# Problem requirements
Retype the material below verbatim, starting at the line containing "Which on-screen element is the gravel" and continuing through the line containing "[581,33,634,52]", with both of those lines included.

(Entries for bounding box labeling)
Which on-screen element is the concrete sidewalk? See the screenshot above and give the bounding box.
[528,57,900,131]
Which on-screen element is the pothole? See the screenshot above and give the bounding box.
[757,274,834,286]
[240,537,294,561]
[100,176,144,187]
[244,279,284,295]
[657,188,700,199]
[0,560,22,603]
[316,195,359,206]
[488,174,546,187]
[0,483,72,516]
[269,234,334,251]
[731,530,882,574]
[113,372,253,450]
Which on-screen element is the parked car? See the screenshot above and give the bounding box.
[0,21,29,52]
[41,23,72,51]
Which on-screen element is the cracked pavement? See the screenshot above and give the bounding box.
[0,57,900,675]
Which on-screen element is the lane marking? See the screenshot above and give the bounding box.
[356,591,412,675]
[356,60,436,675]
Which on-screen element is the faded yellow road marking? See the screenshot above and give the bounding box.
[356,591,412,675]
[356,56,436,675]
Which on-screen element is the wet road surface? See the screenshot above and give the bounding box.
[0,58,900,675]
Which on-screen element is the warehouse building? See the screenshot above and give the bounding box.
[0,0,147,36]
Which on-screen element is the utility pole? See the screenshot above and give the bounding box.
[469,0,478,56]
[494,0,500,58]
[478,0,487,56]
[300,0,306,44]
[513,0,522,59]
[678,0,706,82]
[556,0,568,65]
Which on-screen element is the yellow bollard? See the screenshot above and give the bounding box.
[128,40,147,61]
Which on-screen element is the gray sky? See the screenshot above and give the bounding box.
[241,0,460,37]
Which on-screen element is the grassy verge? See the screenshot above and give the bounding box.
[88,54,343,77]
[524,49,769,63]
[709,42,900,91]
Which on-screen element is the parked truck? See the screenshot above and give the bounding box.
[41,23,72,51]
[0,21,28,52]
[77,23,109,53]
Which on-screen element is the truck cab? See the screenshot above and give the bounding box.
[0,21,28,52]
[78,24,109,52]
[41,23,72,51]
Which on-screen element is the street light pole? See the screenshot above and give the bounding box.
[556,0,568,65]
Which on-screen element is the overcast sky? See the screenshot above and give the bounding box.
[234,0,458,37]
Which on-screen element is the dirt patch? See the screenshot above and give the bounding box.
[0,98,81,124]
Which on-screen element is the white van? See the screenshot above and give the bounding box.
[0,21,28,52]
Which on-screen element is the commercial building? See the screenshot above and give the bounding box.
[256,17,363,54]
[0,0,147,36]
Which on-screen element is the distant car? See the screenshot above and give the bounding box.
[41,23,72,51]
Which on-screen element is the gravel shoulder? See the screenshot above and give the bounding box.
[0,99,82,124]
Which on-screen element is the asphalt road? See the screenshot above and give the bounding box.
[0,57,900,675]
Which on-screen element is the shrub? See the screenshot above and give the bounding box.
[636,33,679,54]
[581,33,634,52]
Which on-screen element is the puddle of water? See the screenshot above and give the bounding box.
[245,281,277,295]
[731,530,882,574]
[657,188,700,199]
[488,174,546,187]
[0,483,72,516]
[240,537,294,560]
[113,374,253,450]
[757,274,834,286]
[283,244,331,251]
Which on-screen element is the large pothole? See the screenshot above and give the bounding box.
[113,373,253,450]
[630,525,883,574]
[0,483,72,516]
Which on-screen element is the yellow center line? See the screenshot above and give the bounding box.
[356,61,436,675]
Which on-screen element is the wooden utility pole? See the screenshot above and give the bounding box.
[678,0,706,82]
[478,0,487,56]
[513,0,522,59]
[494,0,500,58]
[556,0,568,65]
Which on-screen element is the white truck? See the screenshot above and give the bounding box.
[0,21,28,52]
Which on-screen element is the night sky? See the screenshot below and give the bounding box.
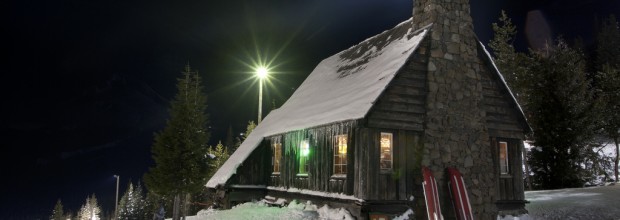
[0,0,620,219]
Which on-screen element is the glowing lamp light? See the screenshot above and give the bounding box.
[256,66,269,79]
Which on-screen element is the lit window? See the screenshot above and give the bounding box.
[299,140,310,174]
[380,132,393,171]
[499,142,508,174]
[334,134,347,175]
[271,142,282,173]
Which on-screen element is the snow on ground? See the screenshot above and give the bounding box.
[525,184,620,220]
[178,184,620,220]
[176,201,413,220]
[180,201,354,220]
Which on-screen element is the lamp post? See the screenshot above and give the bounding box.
[256,66,269,124]
[114,175,121,219]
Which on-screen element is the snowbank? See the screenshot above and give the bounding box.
[187,201,355,220]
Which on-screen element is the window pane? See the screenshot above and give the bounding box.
[333,134,347,174]
[272,143,282,173]
[499,142,508,174]
[299,140,310,174]
[380,132,393,171]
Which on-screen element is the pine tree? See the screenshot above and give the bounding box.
[78,194,101,220]
[118,182,146,219]
[50,199,65,220]
[528,39,596,188]
[144,64,210,220]
[209,141,230,178]
[594,15,620,182]
[489,10,531,108]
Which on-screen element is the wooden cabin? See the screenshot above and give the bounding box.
[206,0,530,219]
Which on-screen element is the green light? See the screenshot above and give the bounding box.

# Response to this exercise
Which on-screen element is the gravel shoulder? See the screenshot above and give the bounding box.
[0,99,82,124]
Which on-screen element is the asphalt road? See the screenshot above and give the bounding box.
[0,57,900,675]
Which on-screen element is the shrub? See the screenshot above and give the bounding box.
[636,33,679,54]
[581,33,634,52]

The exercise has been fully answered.